According to the book review below, which publisher released the book under review?

* [Provided passage]:
# # # # # # #

A Revisionist view of Anti-Semitism

Esau’s Tears:
Modern Anti-Semitism and the Rise of the Jews

Albert Lindemann
New York: Cambridge University Press, 1997
$70.00 cloth

592 pp.

Reviewed by Kevin MacDonald

Historians have become increasingly aware that their reconstructions of the past are often influenced by the intellectual blinders and political agendas of the present. This is paradigmatically true in the minefield that is Jewish history. So seldom do conscientious historians dare to tread there that unblinkered investigations of the Jewish past tend to have a more enduring value. Thus it is with Albert Lindemann’s important 1997 book Esau’s Tears—important because it deals courageously and honestly with very sensitive topics in the history of nineteenth- and twentieth-century anti-Semitism up to the rise of National Socialism. Lindemann’s thesis is that modern European anti-Semitism is linked to the “rise of the Jews,” that is, to the very substantial increase in the cultural, political, and economic power of Jews beginning in the nineteenth century. That thesis is controversial because it identifies real conflicts of interest between groups as central to anti-Semitism. Although Lindemann is well aware that anti-Semites often exaggerate Jewish behavior, and occasionally even invent it, his book challenges the still common view that anti-Semitic attitudes are nothing more than the fundamentally irrational residues of Christian religious ideology or the psychological projections of inadequate personalities.

# # # # # # #

Source records:
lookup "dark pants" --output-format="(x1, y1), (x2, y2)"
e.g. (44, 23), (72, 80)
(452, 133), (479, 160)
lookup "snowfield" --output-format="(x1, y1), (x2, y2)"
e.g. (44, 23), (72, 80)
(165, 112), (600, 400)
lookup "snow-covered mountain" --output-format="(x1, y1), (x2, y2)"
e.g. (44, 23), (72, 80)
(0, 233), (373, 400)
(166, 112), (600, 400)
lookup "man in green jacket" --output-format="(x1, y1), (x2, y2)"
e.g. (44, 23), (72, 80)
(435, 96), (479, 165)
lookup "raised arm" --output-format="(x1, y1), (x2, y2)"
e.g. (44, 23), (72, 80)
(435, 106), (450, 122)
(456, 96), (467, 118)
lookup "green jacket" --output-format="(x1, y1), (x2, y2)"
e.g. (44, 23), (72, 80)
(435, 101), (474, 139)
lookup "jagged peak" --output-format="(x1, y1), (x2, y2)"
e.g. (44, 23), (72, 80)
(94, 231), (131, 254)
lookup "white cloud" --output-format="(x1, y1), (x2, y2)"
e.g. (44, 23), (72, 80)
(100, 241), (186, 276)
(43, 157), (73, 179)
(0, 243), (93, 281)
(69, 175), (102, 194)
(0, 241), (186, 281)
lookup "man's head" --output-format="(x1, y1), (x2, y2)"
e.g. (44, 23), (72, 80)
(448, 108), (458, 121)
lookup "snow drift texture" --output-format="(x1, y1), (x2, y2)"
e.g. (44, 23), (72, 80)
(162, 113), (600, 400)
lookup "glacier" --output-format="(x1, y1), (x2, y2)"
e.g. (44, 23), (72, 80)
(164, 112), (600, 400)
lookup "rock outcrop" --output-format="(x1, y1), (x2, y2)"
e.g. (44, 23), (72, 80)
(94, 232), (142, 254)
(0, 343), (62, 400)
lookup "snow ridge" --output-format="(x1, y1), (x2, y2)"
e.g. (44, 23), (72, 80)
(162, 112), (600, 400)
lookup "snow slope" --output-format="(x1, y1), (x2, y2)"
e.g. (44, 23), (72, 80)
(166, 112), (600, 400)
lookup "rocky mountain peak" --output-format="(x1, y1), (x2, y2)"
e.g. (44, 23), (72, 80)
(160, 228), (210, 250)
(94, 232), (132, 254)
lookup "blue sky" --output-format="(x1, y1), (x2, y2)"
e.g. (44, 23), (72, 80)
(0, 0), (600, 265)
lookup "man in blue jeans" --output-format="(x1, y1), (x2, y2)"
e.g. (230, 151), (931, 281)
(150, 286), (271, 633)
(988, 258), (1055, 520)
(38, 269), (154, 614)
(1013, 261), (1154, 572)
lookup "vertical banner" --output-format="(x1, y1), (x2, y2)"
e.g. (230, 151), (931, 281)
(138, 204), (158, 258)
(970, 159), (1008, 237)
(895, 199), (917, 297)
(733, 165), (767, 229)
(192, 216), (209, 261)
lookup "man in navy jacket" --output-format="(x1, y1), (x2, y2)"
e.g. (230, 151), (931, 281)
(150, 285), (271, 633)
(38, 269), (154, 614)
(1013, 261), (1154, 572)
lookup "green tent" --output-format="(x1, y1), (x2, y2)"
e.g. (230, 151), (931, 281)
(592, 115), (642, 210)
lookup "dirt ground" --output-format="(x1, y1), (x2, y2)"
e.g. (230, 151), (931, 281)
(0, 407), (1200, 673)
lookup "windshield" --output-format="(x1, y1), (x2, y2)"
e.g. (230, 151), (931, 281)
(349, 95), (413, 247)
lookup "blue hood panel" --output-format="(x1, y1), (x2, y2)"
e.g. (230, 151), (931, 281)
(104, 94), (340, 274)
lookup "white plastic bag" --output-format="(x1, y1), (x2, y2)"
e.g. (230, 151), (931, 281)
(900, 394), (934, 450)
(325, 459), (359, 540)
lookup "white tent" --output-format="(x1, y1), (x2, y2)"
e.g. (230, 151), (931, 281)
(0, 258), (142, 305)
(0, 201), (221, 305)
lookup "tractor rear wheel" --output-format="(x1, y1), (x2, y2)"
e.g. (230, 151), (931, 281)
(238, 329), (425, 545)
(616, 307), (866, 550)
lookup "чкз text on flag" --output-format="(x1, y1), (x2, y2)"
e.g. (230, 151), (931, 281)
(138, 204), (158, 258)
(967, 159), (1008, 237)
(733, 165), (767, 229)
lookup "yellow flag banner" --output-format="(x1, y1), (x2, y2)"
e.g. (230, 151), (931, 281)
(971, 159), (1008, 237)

# # # # # # #

* [Solved exercise]: Cambridge University Press